(What this task involves): Find each line below that contains the word "Example" and copy it out in full. Matches are case-sensitive.
Start of Supplied material
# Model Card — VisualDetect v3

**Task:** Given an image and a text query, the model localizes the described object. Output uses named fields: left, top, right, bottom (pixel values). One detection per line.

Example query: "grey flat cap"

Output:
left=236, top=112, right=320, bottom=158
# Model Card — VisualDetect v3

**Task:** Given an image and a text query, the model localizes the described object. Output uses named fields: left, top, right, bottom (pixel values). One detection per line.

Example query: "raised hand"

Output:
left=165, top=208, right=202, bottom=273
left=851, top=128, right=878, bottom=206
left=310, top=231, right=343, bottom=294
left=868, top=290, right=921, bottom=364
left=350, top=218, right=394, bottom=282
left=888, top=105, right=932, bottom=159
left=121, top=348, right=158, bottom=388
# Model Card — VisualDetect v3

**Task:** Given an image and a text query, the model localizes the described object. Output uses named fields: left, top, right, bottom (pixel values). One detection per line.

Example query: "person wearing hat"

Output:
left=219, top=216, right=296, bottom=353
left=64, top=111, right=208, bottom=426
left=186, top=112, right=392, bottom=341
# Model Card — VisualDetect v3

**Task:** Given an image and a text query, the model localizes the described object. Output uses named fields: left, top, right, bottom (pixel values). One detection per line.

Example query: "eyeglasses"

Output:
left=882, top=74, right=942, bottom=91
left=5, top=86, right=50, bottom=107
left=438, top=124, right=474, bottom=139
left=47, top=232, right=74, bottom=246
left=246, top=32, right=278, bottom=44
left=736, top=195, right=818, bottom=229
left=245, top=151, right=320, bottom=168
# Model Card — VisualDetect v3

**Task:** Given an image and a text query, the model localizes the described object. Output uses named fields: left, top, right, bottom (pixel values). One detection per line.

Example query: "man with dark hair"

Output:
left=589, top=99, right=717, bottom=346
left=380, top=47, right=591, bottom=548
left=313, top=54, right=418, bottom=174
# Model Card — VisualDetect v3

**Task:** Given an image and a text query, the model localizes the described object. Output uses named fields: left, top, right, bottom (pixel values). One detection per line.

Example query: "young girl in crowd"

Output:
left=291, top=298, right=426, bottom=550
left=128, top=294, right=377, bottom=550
End of Supplied material
(Answer for the task):
Example query: "grey flat cap"
Example query: "raised hand"
Example query: "person wearing hat"
Example query: "eyeglasses"
Example query: "man with dark hair"
Example query: "young girl in crowd"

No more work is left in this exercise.